___ Source extract ___
Buffer cache improves performance by storing data in kernel memory and eliminating disk I/O. When the cache is too small, data is flushed from the cache more frequently. If it is needed again, it must be reread from disk. Besides the slowness of the disk read, this puts additional work on I/O devices and can become a bottleneck. In addition to allocating enough space to the buffer cache, tuning SQL queries can help them use buffer cache more efficiently.

No query caching

Query caching stores both database queries and their result sets. When an identical query is executed, the data is quickly retrieved from memory rather than requiring the query to be executed again. Updates to data invalidate the results, so query caching is only effective on static data. In some cases, a query cache can become a bottleneck rather than a benefit to performance. Huge caches can cause contention when they are locked for updates.

I/O contention due to temporary table creation on disk

Databases need to create temporary tables when performing certain query operations, such as executing a GROUP BY clause. When possible, the temporary tables are created in memory. However, in some cases, creating the temporary table in memory is not feasible, such as when the data contains BLOB or TEXT objects. In those cases, the temporary tables are created on disk. A large amount of disk I/O is required to create the temporary table, populate it with records, select the needed data from it, and drop the table when the query is complete. To avoid potential performance impact, the temporary database should be separated from the main database space. Rewriting queries also reduce the need for temporary tables by creating derived tables instead. Using a derived table, which directly selects from the result of another SELECT statement, allows data to be joined in memory rather than using disk.
___ Information supplied ___
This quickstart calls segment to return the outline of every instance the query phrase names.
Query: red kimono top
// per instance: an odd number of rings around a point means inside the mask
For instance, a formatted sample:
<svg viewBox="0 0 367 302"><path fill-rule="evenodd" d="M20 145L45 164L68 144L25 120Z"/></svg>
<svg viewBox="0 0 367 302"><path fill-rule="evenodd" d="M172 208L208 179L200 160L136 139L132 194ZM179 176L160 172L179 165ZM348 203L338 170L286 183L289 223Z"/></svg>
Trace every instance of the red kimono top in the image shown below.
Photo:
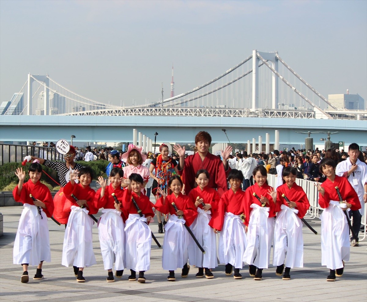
___
Stated exercise: Pick up the text on database performance bottlenecks after its final sentence and keep writing it.

Right answer:
NoSQL Databases

NoSQL has much appeal because of its ability to handle large amounts of data very rapidly. However, some disadvantages should be assessed when weighing if NoSQL is right for your use-case scenario. This is why it is wise to consider that NoSQL stands for “Not Only SQL.” This clearer definition accepts the premise that NoSQL is not always the right solution, nor does it necessarily replace SQL across the board — here are five reasons why:

Finicky Transactions

It is hard to keep entries consistent with NoSQL. When accessing structured data, it does not always ensure that changes to various tables are made at the same time. If a process crashes, tables might become inconsistent. An example of consistent transactions is double-entry accounting. A corresponding credit must balance every debit and vice versa. If the data on both sides is not consistent, the entry cannot be made. NoSQL may not “balance the books” properly.

Complex Databases

Supporters of NoSQL tend to point to the efficient code, simplicity, and speed of NoSQL. All of these factors line up when database tasks are simple. However, when databases become more complicated, NoSQL begins to break down. SQL has more potential over NoSQL when database demands are complicated because SQL has mature, industry standard interfaces. Each NoSQL setup has a unique interface.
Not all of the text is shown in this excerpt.